Extracted information |
* * *

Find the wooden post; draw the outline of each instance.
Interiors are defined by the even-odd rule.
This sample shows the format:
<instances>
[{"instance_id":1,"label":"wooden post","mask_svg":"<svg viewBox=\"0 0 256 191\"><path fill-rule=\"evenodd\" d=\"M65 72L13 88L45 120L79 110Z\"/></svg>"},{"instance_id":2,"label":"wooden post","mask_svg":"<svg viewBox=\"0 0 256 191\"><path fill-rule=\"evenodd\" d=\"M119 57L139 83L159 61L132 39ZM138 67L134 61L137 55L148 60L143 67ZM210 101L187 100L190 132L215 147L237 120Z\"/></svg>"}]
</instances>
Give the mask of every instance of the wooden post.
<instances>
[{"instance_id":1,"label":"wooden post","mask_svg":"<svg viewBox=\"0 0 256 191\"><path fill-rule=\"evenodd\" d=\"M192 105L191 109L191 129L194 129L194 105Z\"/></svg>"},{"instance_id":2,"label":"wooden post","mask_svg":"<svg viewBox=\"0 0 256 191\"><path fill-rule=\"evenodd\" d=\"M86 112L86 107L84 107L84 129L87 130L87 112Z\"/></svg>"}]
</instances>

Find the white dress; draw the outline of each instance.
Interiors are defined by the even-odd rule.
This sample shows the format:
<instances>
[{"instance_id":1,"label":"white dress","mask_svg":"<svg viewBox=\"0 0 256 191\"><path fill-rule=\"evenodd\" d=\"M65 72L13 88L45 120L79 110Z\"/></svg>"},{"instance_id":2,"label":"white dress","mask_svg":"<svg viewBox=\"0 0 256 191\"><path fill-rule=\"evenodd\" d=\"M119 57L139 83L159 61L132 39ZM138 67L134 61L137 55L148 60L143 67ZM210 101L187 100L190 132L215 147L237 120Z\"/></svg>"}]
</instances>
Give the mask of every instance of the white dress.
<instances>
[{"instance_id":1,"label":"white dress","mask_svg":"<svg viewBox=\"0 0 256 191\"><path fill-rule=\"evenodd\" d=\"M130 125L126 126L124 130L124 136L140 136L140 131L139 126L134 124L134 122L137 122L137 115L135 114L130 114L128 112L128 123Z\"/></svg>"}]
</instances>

* * *

What you will do | Please lay out the material as a Markdown table with the columns "Row" and "Line", starting with the line that contains "Find the white" and going on through the end of the material, and leave out blank lines.

Exercise output |
| Row | Line |
|---|---|
| 1 | Find the white dress; draw the outline of each instance. |
| 2 | Interiors are defined by the even-odd rule. |
| 3 | This sample shows the format: |
| 4 | <instances> |
| 5 | [{"instance_id":1,"label":"white dress","mask_svg":"<svg viewBox=\"0 0 256 191\"><path fill-rule=\"evenodd\" d=\"M65 72L13 88L45 120L79 110Z\"/></svg>"},{"instance_id":2,"label":"white dress","mask_svg":"<svg viewBox=\"0 0 256 191\"><path fill-rule=\"evenodd\" d=\"M119 57L139 83L159 61L132 39ZM138 67L134 61L137 55L148 60L143 67ZM210 101L187 100L190 132L215 147L237 120Z\"/></svg>"}] |
| 6 | </instances> |
| 7 | Give the mask of every instance of the white dress. |
| 8 | <instances> |
| 9 | [{"instance_id":1,"label":"white dress","mask_svg":"<svg viewBox=\"0 0 256 191\"><path fill-rule=\"evenodd\" d=\"M130 125L126 126L124 130L124 136L140 136L140 131L139 126L134 124L134 122L137 122L137 115L135 114L130 114L128 112L128 123Z\"/></svg>"}] |
| 10 | </instances> |